- _Reading text_:

--- Start ---

One of the more intriguing aspects of Gram Parsons’ second album, ‘Grievous Angel’, released four months after his death, is its closing track, ‘In My Hour Of Darkness’. It’s a glorious song which owes as much to gospel as it does to country music as Parsons pays tribute to three recently departed friends, just weeks before he himself left the planet. The song ends the album on a high note, a fine bookend to the equally gorgeous opening song, ‘Return Of the Grievous Angel’ and is one of six songs written (or co-written) by Parsons on the disc.

--- End ---

- _Entries drawn from a collection_:
--- Start ---

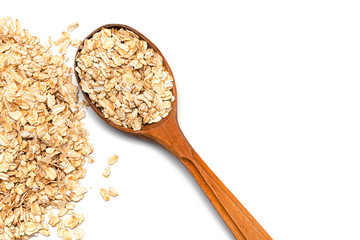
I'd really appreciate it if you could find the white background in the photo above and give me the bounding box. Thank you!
[0,0,360,240]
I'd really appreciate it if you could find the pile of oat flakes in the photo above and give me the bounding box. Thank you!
[0,18,89,240]
[75,28,175,130]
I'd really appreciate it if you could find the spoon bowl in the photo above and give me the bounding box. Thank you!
[75,24,272,240]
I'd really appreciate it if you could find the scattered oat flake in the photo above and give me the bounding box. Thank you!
[109,186,119,197]
[103,167,111,178]
[74,228,85,240]
[100,188,110,201]
[108,155,119,165]
[67,22,79,32]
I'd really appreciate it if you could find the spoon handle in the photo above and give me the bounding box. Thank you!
[148,117,272,240]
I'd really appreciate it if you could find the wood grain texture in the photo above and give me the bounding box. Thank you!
[75,24,272,240]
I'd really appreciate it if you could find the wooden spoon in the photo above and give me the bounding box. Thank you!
[75,24,272,240]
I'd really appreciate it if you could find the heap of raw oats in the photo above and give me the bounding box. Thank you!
[75,28,174,130]
[0,18,89,240]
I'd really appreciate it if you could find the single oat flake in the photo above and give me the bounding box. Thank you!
[108,155,119,165]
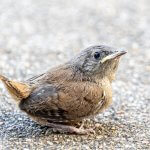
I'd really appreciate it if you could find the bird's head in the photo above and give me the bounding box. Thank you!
[72,45,126,80]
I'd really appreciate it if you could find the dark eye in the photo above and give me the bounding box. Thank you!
[94,52,100,59]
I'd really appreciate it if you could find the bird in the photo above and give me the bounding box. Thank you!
[0,45,127,134]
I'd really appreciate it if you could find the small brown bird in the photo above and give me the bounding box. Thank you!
[0,45,126,134]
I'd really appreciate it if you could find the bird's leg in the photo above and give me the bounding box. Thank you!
[46,123,94,135]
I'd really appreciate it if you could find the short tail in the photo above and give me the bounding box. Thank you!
[0,75,31,101]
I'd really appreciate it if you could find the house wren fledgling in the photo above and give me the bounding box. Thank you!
[0,45,126,134]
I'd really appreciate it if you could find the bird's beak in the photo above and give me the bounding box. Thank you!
[100,51,127,63]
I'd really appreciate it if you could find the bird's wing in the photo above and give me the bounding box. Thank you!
[20,83,102,122]
[19,84,67,122]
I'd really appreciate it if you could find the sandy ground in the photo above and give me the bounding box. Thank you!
[0,0,150,150]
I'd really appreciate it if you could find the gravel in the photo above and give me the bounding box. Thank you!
[0,0,150,150]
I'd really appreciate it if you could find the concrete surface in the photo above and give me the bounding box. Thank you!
[0,0,150,150]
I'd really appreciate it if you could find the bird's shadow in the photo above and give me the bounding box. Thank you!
[0,112,121,139]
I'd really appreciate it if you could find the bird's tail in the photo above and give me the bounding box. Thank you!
[0,75,31,101]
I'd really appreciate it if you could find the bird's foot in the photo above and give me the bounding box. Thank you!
[46,123,95,135]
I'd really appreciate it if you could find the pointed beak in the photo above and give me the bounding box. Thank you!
[101,50,127,63]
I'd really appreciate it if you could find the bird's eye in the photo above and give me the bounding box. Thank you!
[94,52,100,59]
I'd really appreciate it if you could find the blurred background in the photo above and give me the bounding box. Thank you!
[0,0,150,149]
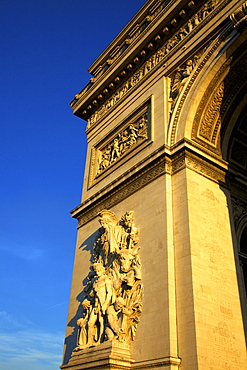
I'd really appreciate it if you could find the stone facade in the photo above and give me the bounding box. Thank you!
[61,0,247,370]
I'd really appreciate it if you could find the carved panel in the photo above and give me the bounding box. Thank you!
[74,210,143,351]
[192,44,247,153]
[90,103,151,186]
[86,0,220,128]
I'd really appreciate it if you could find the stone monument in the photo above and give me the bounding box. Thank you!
[61,0,247,370]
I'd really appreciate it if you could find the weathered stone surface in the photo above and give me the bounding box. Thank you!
[61,0,247,370]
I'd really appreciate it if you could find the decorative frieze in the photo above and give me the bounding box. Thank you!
[74,210,143,351]
[89,102,151,186]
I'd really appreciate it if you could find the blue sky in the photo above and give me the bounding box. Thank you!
[0,0,145,370]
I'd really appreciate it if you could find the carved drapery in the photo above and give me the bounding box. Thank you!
[75,210,143,351]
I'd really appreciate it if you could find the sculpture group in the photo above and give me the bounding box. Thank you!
[97,112,148,175]
[75,210,143,350]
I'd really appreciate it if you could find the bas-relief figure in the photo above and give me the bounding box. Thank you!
[97,112,148,175]
[75,210,143,351]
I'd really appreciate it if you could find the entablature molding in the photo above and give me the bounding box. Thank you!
[71,0,237,127]
[71,141,227,228]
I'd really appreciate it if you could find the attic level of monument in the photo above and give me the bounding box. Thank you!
[71,0,239,126]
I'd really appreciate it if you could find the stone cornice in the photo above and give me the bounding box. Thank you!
[71,0,208,119]
[71,141,227,227]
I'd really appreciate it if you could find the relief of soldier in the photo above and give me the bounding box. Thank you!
[75,210,143,351]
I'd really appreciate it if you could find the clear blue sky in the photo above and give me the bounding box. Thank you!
[0,0,145,370]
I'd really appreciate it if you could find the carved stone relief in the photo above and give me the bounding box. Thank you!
[89,102,151,186]
[231,196,247,225]
[87,0,220,128]
[75,210,143,351]
[192,47,247,152]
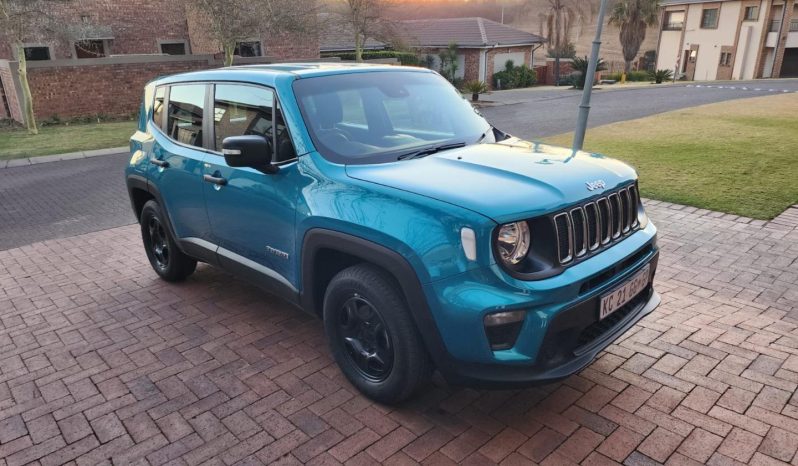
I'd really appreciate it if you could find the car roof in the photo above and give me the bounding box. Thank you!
[152,62,432,85]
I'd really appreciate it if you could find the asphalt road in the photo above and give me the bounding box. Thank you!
[0,80,798,250]
[481,79,798,139]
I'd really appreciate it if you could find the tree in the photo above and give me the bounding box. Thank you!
[342,0,391,62]
[438,42,459,83]
[0,0,98,134]
[609,0,659,73]
[541,0,593,85]
[189,0,317,66]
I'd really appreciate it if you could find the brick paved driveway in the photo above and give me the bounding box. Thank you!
[0,203,798,465]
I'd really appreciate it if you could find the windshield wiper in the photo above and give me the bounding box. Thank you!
[397,142,466,160]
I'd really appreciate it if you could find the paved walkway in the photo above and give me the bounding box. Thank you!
[0,202,798,465]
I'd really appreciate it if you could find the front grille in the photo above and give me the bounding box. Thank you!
[554,185,640,265]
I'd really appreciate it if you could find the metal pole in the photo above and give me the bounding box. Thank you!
[574,0,607,151]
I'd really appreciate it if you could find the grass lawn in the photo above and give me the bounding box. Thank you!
[546,93,798,220]
[0,121,136,160]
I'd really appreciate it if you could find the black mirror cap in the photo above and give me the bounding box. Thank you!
[222,135,277,173]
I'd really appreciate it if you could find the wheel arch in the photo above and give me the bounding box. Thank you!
[300,228,448,365]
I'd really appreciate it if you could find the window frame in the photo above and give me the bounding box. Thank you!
[158,39,191,57]
[699,6,720,29]
[14,43,55,61]
[743,5,759,21]
[206,81,299,166]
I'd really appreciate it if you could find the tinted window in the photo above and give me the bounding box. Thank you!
[213,84,295,162]
[166,84,205,147]
[293,71,494,163]
[152,87,166,128]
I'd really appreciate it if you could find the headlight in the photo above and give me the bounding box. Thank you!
[496,222,531,265]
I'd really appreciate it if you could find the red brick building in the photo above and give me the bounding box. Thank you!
[0,0,319,121]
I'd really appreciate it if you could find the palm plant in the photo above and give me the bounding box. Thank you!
[609,0,659,73]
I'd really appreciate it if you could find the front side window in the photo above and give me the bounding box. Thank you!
[701,8,718,29]
[166,84,206,147]
[233,41,263,57]
[152,87,166,128]
[293,71,494,163]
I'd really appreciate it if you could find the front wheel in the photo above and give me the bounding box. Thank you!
[324,264,432,404]
[139,200,197,282]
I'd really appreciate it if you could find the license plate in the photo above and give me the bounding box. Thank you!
[599,264,650,320]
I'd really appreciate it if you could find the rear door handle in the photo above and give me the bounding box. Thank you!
[202,175,227,186]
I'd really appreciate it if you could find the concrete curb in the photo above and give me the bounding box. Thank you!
[0,146,130,169]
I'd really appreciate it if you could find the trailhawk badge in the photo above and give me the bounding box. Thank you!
[585,180,607,191]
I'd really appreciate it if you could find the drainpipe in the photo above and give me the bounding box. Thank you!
[768,0,787,78]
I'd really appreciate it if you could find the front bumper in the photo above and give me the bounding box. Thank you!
[422,224,660,388]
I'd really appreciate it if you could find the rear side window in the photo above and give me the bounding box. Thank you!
[213,84,296,162]
[152,87,166,128]
[166,84,206,147]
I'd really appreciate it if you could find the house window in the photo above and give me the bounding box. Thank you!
[701,8,718,29]
[233,41,262,57]
[24,47,50,61]
[665,11,684,31]
[75,39,106,58]
[161,42,186,55]
[720,52,731,66]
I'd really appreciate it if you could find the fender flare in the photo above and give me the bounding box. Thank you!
[300,228,449,368]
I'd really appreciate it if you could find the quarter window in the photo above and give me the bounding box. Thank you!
[213,84,296,162]
[701,8,718,29]
[233,41,262,57]
[152,87,166,128]
[166,84,205,147]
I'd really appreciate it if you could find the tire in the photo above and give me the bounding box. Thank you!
[324,264,432,404]
[139,200,197,282]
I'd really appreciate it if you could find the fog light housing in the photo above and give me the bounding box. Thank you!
[484,311,526,351]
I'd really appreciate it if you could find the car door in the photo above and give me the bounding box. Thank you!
[148,84,210,243]
[203,83,299,292]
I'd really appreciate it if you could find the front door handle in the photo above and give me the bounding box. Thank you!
[202,175,227,186]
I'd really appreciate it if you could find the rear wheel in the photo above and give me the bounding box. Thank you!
[139,200,197,282]
[324,264,432,403]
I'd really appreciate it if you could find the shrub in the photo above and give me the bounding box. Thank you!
[462,79,488,101]
[493,60,538,89]
[571,57,607,89]
[648,70,673,84]
[605,71,650,82]
[325,50,421,66]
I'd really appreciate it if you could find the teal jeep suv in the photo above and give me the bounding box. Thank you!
[126,64,659,403]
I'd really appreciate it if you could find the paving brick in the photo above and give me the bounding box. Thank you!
[637,427,684,463]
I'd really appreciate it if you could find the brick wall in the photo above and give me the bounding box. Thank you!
[0,55,278,121]
[0,60,23,122]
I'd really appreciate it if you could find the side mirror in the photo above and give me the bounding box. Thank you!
[222,136,277,173]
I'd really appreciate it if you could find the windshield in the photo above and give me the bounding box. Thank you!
[294,71,494,164]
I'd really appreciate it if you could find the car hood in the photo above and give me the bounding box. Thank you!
[346,138,637,223]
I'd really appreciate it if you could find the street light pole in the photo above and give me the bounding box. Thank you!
[574,0,607,151]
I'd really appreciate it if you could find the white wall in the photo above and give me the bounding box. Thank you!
[684,1,740,81]
[657,31,682,71]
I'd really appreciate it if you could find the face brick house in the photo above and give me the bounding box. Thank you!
[0,0,319,121]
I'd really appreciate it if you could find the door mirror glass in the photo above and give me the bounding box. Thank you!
[222,135,277,173]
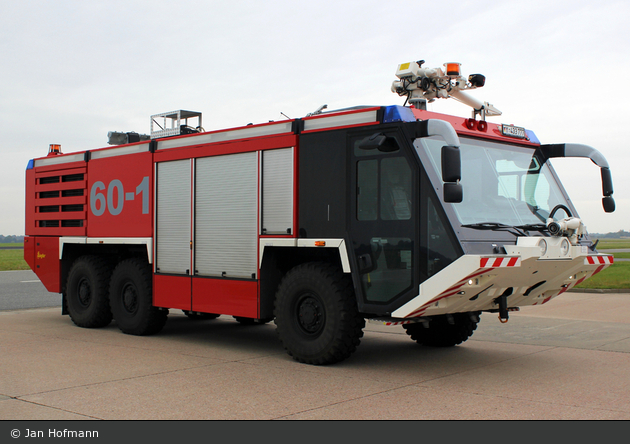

--- End ---

- _The task_: Type out the Gram Parsons passage in full, word for word. Rely only on the Gram Parsons passage and leave the data aside.

- _Correct result_:
One of the more intriguing aspects of Gram Parsons’ second album, ‘Grievous Angel’, released four months after his death, is its closing track, ‘In My Hour Of Darkness’. It’s a glorious song which owes as much to gospel as it does to country music as Parsons pays tribute to three recently departed friends, just weeks before he himself left the planet. The song ends the album on a high note, a fine bookend to the equally gorgeous opening song, ‘Return Of the Grievous Angel’ and is one of six songs written (or co-written) by Parsons on the disc.